#### Work required:
The reply should hold every record, copied exactly, and none of the pictures.
START Data provided
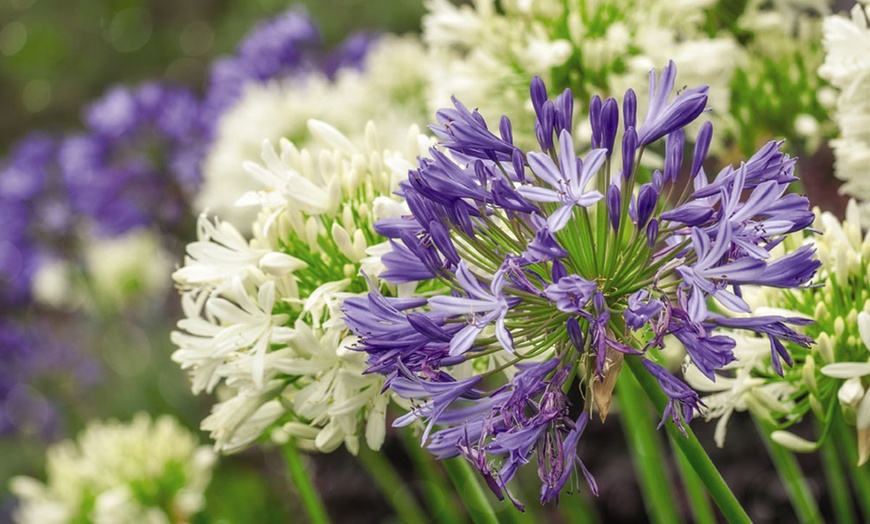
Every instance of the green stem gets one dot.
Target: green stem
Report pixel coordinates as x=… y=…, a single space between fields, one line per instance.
x=699 y=502
x=860 y=475
x=434 y=482
x=689 y=445
x=302 y=480
x=791 y=476
x=470 y=492
x=837 y=486
x=646 y=451
x=391 y=485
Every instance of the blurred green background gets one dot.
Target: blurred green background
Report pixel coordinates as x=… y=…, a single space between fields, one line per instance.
x=56 y=55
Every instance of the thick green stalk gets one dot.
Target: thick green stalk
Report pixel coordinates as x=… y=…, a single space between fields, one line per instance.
x=699 y=502
x=860 y=475
x=392 y=486
x=838 y=488
x=470 y=491
x=435 y=486
x=697 y=457
x=646 y=451
x=310 y=500
x=791 y=476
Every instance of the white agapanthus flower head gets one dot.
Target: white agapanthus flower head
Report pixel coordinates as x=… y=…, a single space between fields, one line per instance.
x=485 y=55
x=263 y=324
x=834 y=372
x=151 y=471
x=388 y=89
x=847 y=68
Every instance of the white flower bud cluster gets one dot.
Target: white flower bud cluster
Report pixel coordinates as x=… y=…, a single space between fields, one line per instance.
x=263 y=323
x=388 y=89
x=840 y=304
x=847 y=68
x=144 y=471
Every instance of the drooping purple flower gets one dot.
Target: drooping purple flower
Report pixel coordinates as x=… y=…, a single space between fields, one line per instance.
x=482 y=306
x=641 y=308
x=683 y=401
x=774 y=326
x=571 y=293
x=538 y=278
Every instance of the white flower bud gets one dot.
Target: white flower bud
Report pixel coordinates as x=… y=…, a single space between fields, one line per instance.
x=851 y=392
x=280 y=264
x=864 y=328
x=330 y=136
x=826 y=348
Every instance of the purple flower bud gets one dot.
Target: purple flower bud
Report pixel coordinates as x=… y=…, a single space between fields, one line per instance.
x=538 y=92
x=558 y=272
x=504 y=195
x=629 y=148
x=547 y=118
x=614 y=205
x=595 y=120
x=571 y=293
x=674 y=155
x=609 y=124
x=629 y=109
x=504 y=129
x=647 y=198
x=441 y=238
x=641 y=308
x=663 y=117
x=565 y=111
x=652 y=232
x=575 y=333
x=702 y=145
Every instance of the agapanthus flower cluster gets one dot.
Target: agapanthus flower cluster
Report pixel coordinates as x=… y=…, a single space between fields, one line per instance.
x=38 y=216
x=138 y=164
x=144 y=471
x=386 y=85
x=263 y=325
x=846 y=67
x=485 y=53
x=831 y=374
x=557 y=268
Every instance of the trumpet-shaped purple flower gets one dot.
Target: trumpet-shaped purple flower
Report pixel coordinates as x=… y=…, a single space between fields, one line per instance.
x=524 y=289
x=664 y=117
x=569 y=180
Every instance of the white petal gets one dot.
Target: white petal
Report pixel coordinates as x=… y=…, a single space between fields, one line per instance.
x=847 y=369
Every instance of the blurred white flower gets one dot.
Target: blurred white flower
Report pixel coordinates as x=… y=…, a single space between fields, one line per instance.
x=388 y=89
x=263 y=320
x=143 y=472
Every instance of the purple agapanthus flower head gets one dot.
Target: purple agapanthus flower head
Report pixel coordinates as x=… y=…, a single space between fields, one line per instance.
x=544 y=271
x=36 y=212
x=138 y=162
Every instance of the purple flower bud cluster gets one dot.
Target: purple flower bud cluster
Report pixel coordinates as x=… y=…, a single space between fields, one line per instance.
x=37 y=215
x=284 y=46
x=138 y=162
x=553 y=270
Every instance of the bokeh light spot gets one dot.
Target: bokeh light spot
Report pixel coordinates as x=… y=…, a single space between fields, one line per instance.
x=36 y=95
x=13 y=36
x=10 y=261
x=27 y=409
x=21 y=5
x=130 y=29
x=126 y=349
x=197 y=38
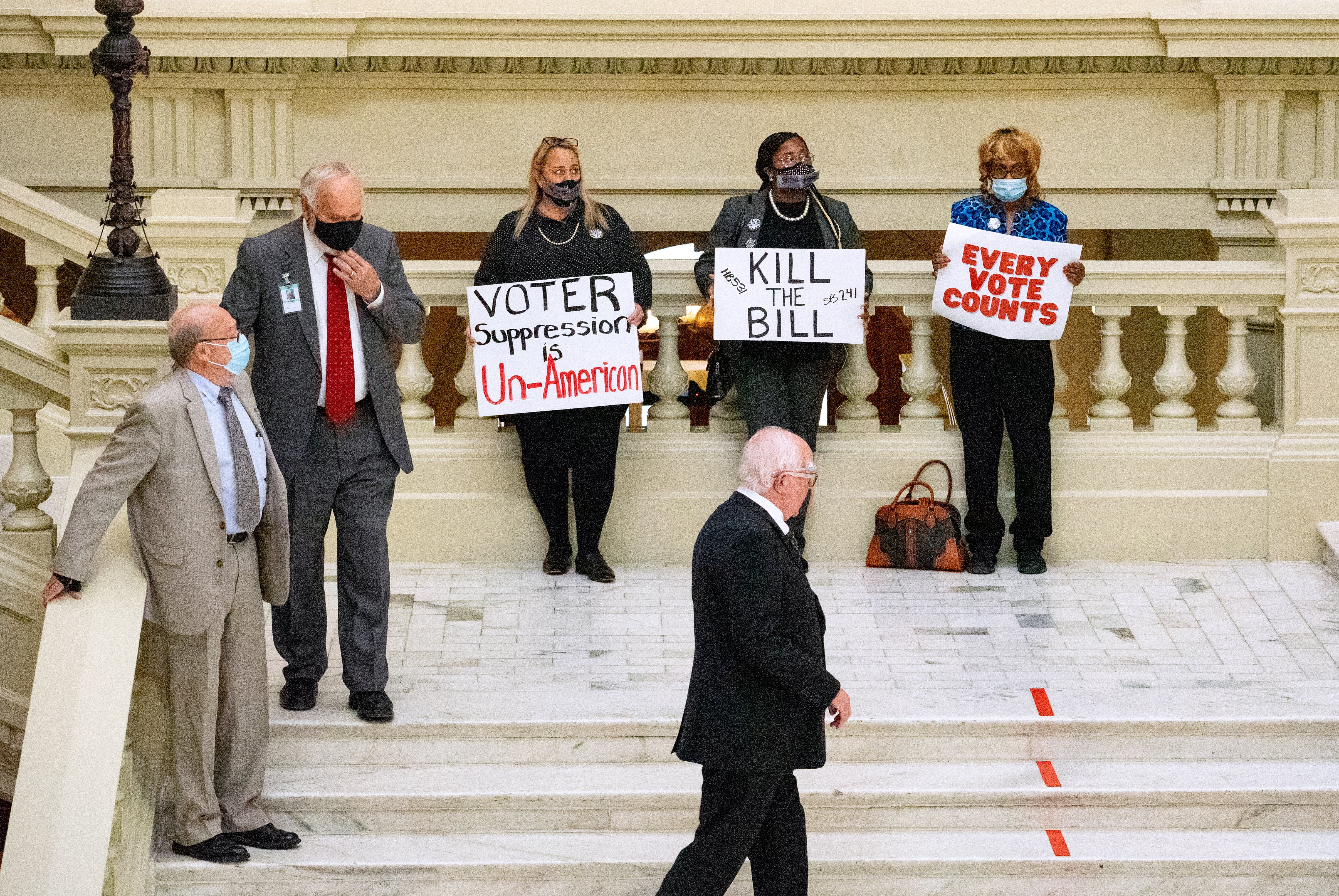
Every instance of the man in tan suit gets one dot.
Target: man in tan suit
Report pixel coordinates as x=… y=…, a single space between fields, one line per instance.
x=209 y=523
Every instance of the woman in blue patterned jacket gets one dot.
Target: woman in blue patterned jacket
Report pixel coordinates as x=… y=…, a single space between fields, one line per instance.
x=1009 y=384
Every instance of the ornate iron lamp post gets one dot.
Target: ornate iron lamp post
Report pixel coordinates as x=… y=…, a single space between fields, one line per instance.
x=124 y=283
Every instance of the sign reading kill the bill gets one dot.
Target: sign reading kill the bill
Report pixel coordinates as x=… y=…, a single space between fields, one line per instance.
x=790 y=295
x=555 y=343
x=1005 y=286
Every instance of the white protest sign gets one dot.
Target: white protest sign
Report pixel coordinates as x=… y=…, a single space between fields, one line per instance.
x=555 y=343
x=790 y=295
x=1005 y=286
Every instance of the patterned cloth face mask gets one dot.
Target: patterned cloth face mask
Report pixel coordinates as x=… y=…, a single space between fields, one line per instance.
x=564 y=192
x=797 y=177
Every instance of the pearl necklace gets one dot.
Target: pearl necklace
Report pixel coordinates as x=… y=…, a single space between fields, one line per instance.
x=773 y=200
x=540 y=228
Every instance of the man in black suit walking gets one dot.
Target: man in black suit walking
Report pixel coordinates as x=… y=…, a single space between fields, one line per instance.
x=760 y=686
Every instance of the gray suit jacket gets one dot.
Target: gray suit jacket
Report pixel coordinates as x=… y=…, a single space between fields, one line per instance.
x=162 y=464
x=730 y=231
x=287 y=370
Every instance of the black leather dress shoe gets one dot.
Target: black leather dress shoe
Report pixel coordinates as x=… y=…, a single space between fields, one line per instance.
x=267 y=838
x=373 y=706
x=594 y=567
x=558 y=560
x=218 y=848
x=299 y=694
x=982 y=564
x=1030 y=563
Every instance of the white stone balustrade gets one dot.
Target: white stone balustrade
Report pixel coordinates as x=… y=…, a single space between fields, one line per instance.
x=922 y=379
x=1111 y=379
x=1175 y=378
x=1238 y=379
END Data provided
#### Answer area:
Every instance of the green stem gets one dot.
Target: green stem
Report pixel coordinates as x=… y=…, a single space between fields, one line per instance.
x=699 y=502
x=860 y=475
x=434 y=482
x=689 y=445
x=302 y=480
x=791 y=476
x=470 y=492
x=837 y=486
x=646 y=451
x=391 y=485
Every instance of the blurred green background gets one dot.
Target: blurred green background
Report pixel coordinates as x=… y=…, a single space between fields, one line per instance.
x=56 y=55
Every instance of the thick green stalk gets one dot.
Target: thick green stalk
Report pixel coordinates as x=… y=…, a single space between fields, one line per instance.
x=699 y=502
x=860 y=475
x=392 y=486
x=838 y=488
x=470 y=491
x=435 y=486
x=697 y=457
x=646 y=451
x=310 y=500
x=791 y=476
Every instance of the white agapanthus flower head gets one dot.
Target: white agapanthus flower head
Report pixel coordinates as x=… y=…, a single space between fields, one line per instance.
x=485 y=55
x=263 y=324
x=834 y=372
x=151 y=471
x=388 y=89
x=847 y=68
Every instance of the white flower bud cluster gets one dot.
Target: white flower bud cluster
Report pixel coordinates as x=… y=…, a single space between fields, one line per instance.
x=263 y=323
x=388 y=89
x=840 y=304
x=847 y=68
x=144 y=471
Every instance of the drooping purple flower gets one dot.
Target: drooping purple flower
Report pixel coordinates as x=… y=…, a single space between fields, one line per instance.
x=482 y=306
x=641 y=308
x=683 y=401
x=774 y=326
x=571 y=293
x=538 y=278
Every instance of the white flower bud gets one dot.
Target: white flower bud
Report pixel coordinates as x=… y=…, a single space between fields, one line per instance.
x=851 y=392
x=280 y=264
x=864 y=328
x=330 y=136
x=826 y=348
Every instance of the purple flower bud gets one dot.
Target: purple flower bud
Report pixel coordinates as x=… y=…, a single space between fields, one line per instance.
x=538 y=92
x=558 y=272
x=504 y=195
x=629 y=148
x=547 y=118
x=614 y=205
x=595 y=120
x=571 y=293
x=674 y=155
x=609 y=124
x=629 y=109
x=504 y=129
x=647 y=198
x=441 y=238
x=641 y=308
x=663 y=117
x=565 y=111
x=652 y=232
x=575 y=333
x=702 y=145
Every instance of the agapanthus flower cluster gets one dot.
Target: agapanthus flower cluster
Report pixel coordinates as x=… y=…, a single space between fields, one line per instance.
x=38 y=216
x=138 y=164
x=144 y=471
x=386 y=85
x=263 y=325
x=846 y=67
x=485 y=53
x=831 y=374
x=557 y=268
Every instance of the trumpet-shaped purple flower gets one dot.
Target: trumpet-shaped purple flower
Report pixel coordinates as x=… y=…, a single space between fields, one line per instance.
x=524 y=289
x=664 y=117
x=569 y=180
Every instance of the white petal gets one dot.
Target: white petal
Report pixel coordinates as x=… y=…, a single space between fields, one line per instance.
x=847 y=369
Every instance of the blurred white flower gets one dot.
Target: blurred white flower
Report pixel coordinates as x=… y=…, a single space between fields, one line per instance.
x=388 y=89
x=263 y=320
x=143 y=472
Every instance of the purple agapanthus flower head gets one dot.
Target: purple agapanthus flower head
Report pixel coordinates as x=… y=…, a single space between fields, one line per instance.
x=544 y=271
x=36 y=212
x=138 y=162
Every instance of the purple flower bud cluster gets one dot.
Target: purple flower bud cluster
Report pixel coordinates as x=… y=…, a single space between fields, one line per instance.
x=37 y=215
x=284 y=46
x=138 y=162
x=553 y=270
Every instance of the bokeh light spot gets one dot.
Target: bokeh light spot
Report pixel coordinates as x=… y=…, a single space between fields, one line per instance.
x=36 y=95
x=13 y=36
x=10 y=261
x=27 y=409
x=21 y=5
x=130 y=29
x=126 y=349
x=197 y=38
Every instance of the man in tan suit gets one dot.
Target: man in tan suit
Report pixel coordinates as x=… y=…, a single space between fields, one line per instance.
x=209 y=523
Every instance of the woman in blue patterned jacket gets one dot.
Target: woman in blue patterned jacket
Report pixel coordinates as x=… y=…, a single space between fields, one line per instance.
x=1009 y=384
Every instance of the ornate iron lamp post gets one dot.
Target: ornate iron lamp post
Report pixel coordinates as x=… y=…, a single space between fields, one line per instance.
x=124 y=283
Every instance of the sign reading kill the bill gets one dot.
Target: sign reading kill the bill
Report pixel coordinates as x=… y=…, a single space between fields, one line per instance.
x=790 y=295
x=555 y=343
x=1005 y=286
Every instance of the white protest sign gets one dot.
Target: white protest sign
Report pixel coordinates as x=… y=…, a single space between fields, one line per instance.
x=555 y=343
x=790 y=295
x=1005 y=286
Every instance of the patterned cloth face mask gets one dot.
Target: patterned cloth face mask
Report pixel coordinates as x=… y=…, a single space between fields, one line per instance.
x=564 y=192
x=797 y=177
Every instance of the pearl necklace gets one dot.
Target: pearl necklace
Report pixel coordinates as x=… y=…, a single space between fields, one line per instance.
x=773 y=200
x=540 y=228
Every instance of the man in black suit walking gets one dot.
Target: man in black suit walking
Report pixel coordinates as x=… y=…, a single space between fields, one line per instance.
x=760 y=686
Every instance of the gray suit jacket gets one dot.
Target: gray suit jacket
Report pixel coordinates as x=… y=…, a single space between fields, one line per instance.
x=162 y=464
x=730 y=231
x=287 y=370
Every instance of the black leather dress shoe gets one dot.
Target: black leather dress shoe
Report pixel coordinates as x=… y=…, a single space between fields, one line per instance.
x=267 y=838
x=373 y=706
x=594 y=567
x=558 y=560
x=218 y=848
x=299 y=694
x=982 y=564
x=1030 y=563
Every instance of the white stone balustrade gets one dot.
Target: white stone balustrade
Report pixel coordinates as x=… y=…, a single space between fields, one line per instance.
x=922 y=379
x=1111 y=379
x=1175 y=378
x=1238 y=379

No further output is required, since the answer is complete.